* Work instructions *
Retype everything from the start of the entries down to the line that contains "pixel 337 342", including both ends. Omit the pictures from your copy.

== Dataset ==

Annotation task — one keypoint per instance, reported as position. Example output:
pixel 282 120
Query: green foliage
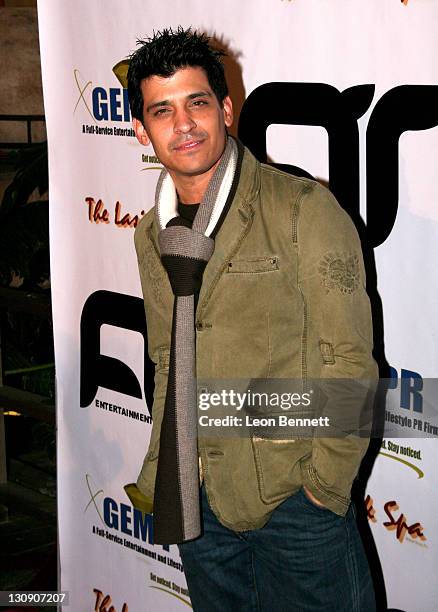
pixel 24 226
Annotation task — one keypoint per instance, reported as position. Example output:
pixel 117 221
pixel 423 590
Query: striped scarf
pixel 184 253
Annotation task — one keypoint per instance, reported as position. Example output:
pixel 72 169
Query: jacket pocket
pixel 251 266
pixel 277 465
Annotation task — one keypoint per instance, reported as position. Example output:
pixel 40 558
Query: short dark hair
pixel 167 51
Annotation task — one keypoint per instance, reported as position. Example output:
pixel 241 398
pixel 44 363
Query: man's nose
pixel 184 122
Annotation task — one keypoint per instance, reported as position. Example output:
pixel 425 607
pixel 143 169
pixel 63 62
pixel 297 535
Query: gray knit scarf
pixel 184 253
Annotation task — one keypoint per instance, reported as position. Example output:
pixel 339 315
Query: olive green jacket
pixel 283 296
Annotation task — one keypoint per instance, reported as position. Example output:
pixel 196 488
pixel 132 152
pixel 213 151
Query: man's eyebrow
pixel 199 94
pixel 196 94
pixel 157 104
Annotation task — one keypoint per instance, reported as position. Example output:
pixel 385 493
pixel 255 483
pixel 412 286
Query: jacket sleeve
pixel 154 285
pixel 337 342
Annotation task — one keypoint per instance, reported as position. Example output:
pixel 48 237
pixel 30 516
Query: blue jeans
pixel 305 559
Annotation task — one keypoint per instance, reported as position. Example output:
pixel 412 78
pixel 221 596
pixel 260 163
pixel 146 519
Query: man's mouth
pixel 188 146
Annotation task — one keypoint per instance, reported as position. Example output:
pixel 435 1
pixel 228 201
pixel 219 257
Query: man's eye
pixel 161 111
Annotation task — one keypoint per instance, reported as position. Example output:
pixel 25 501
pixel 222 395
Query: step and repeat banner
pixel 346 90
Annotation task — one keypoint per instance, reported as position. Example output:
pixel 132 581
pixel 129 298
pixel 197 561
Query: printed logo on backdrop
pixel 97 370
pixel 396 522
pixel 402 108
pixel 104 106
pixel 117 519
pixel 103 603
pixel 119 523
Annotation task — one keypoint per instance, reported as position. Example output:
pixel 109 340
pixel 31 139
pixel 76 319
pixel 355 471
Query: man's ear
pixel 228 111
pixel 140 132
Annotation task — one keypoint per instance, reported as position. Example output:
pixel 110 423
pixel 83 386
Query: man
pixel 247 273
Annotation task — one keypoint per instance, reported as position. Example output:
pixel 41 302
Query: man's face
pixel 184 121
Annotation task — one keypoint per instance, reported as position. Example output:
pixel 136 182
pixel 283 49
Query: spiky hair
pixel 167 51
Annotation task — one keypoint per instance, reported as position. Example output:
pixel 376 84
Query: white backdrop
pixel 105 550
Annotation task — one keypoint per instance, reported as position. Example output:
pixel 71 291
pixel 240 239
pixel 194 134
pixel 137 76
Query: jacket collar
pixel 233 230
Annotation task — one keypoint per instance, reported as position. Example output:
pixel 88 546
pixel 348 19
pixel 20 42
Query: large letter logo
pixel 98 370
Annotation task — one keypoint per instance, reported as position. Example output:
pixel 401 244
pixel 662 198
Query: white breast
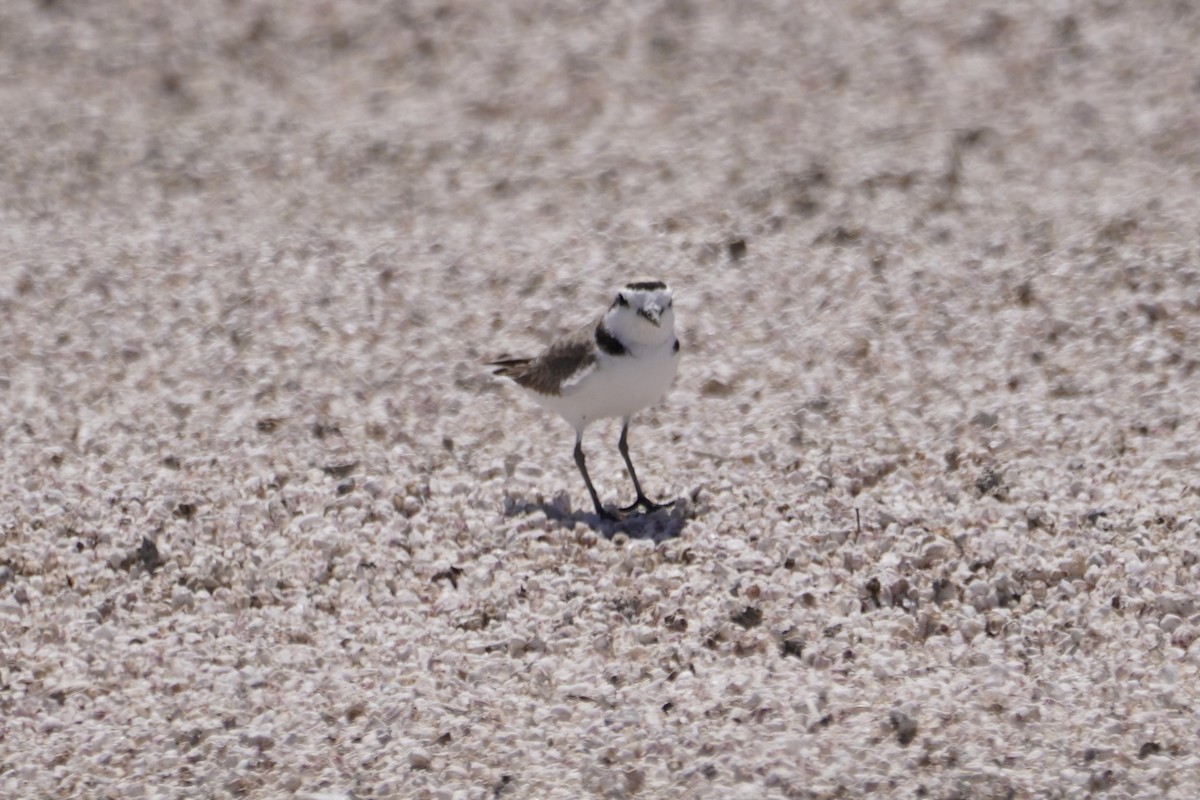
pixel 619 385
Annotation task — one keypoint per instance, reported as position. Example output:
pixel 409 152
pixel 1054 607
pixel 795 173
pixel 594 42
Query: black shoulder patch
pixel 607 342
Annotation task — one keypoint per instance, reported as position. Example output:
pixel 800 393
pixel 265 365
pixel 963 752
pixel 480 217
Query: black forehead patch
pixel 646 286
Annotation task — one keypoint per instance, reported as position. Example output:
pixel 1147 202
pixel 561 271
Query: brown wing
pixel 549 372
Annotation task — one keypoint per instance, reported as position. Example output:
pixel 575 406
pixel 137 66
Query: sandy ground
pixel 269 529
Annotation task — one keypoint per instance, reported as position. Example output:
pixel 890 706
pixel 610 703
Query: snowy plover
pixel 613 366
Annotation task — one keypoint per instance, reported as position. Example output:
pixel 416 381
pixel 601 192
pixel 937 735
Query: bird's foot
pixel 648 505
pixel 607 516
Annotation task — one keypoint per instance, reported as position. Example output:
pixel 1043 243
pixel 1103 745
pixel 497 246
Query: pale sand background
pixel 935 263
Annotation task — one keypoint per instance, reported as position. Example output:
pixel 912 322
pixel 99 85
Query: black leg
pixel 581 462
pixel 642 500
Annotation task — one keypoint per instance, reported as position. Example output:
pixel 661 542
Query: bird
pixel 615 366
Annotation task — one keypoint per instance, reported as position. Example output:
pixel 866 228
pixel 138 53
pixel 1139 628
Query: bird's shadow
pixel 659 525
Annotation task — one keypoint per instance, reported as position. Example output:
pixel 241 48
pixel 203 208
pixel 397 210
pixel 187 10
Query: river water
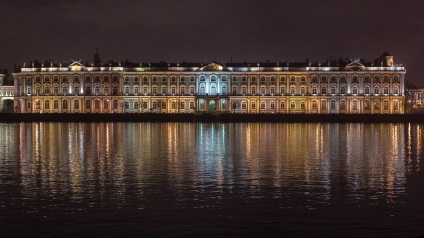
pixel 211 179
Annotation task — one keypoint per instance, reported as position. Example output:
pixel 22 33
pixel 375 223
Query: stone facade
pixel 336 86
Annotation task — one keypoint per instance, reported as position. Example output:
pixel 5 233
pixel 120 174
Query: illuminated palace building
pixel 336 86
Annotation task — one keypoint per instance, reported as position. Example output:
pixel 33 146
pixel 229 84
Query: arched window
pixel 366 105
pixel 263 105
pixel 386 105
pixel 386 90
pixel 376 90
pixel 314 105
pixel 65 105
pixel 201 104
pixel 342 90
pixel 342 105
pixel 76 104
pixel 355 105
pixel 253 89
pixel 202 89
pixel 333 105
pixel 88 90
pixel 355 90
pixel 87 104
pixel 46 105
pixel 213 89
pixel 333 90
pixel 243 105
pixel 323 90
pixel 283 105
pixel 97 90
pixel 323 105
pixel 376 105
pixel 282 90
pixel 115 90
pixel 367 90
pixel 395 90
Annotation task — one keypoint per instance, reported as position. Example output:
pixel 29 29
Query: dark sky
pixel 195 30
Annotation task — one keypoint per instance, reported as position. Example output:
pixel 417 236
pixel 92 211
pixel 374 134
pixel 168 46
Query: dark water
pixel 194 179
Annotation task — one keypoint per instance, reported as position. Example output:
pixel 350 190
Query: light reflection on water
pixel 176 171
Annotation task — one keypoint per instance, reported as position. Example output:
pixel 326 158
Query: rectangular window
pixel 342 90
pixel 333 105
pixel 314 105
pixel 243 105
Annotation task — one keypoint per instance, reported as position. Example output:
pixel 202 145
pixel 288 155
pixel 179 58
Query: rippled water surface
pixel 197 179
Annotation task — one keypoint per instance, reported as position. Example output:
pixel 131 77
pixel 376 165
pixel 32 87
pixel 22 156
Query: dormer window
pixel 355 90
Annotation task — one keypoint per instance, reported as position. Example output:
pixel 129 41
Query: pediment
pixel 355 65
pixel 212 67
pixel 76 65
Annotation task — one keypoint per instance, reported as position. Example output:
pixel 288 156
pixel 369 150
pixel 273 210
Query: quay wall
pixel 227 117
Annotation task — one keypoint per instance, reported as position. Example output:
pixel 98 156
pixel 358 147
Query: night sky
pixel 194 30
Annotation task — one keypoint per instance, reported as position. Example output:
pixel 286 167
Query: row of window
pixel 213 90
pixel 88 105
pixel 213 78
pixel 182 105
pixel 324 104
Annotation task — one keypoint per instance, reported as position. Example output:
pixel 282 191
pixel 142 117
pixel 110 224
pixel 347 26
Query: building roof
pixel 330 64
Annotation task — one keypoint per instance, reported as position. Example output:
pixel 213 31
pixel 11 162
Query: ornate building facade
pixel 6 93
pixel 340 85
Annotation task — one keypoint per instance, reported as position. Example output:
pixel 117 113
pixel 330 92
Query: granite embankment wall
pixel 229 117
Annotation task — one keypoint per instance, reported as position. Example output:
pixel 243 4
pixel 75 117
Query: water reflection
pixel 204 165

===

* Output of the exercise *
Annotation task — one keypoint per instance, reported as position. Example output:
pixel 282 120
Query: green foliage
pixel 24 226
Annotation task — one keypoint per instance, reported as position. Example output:
pixel 117 221
pixel 423 590
Query: striped scarf
pixel 184 253
Annotation task — one keypoint per instance, reported as position. Example output:
pixel 72 169
Query: jacket pocket
pixel 251 266
pixel 277 465
Annotation task — one keypoint per instance, reported as position. Example output:
pixel 40 558
Query: short dark hair
pixel 167 51
Annotation task — one keypoint per instance, reported as position. Example output:
pixel 241 398
pixel 44 363
Query: man's nose
pixel 184 122
Annotation task — one keypoint per instance, reported as position. Example output:
pixel 425 607
pixel 143 169
pixel 63 62
pixel 297 535
Query: gray knit scarf
pixel 184 253
Annotation task — one keypoint per instance, reported as position. Example output:
pixel 339 315
Query: olive green jacket
pixel 283 296
Annotation task — one keypoint per instance, reported as position. Example output:
pixel 196 488
pixel 132 152
pixel 213 151
Query: man's eyebrow
pixel 199 94
pixel 196 94
pixel 157 104
Annotation task — one keypoint per instance, reported as position. Example output:
pixel 385 493
pixel 255 483
pixel 412 286
Query: jacket sleeve
pixel 154 285
pixel 337 342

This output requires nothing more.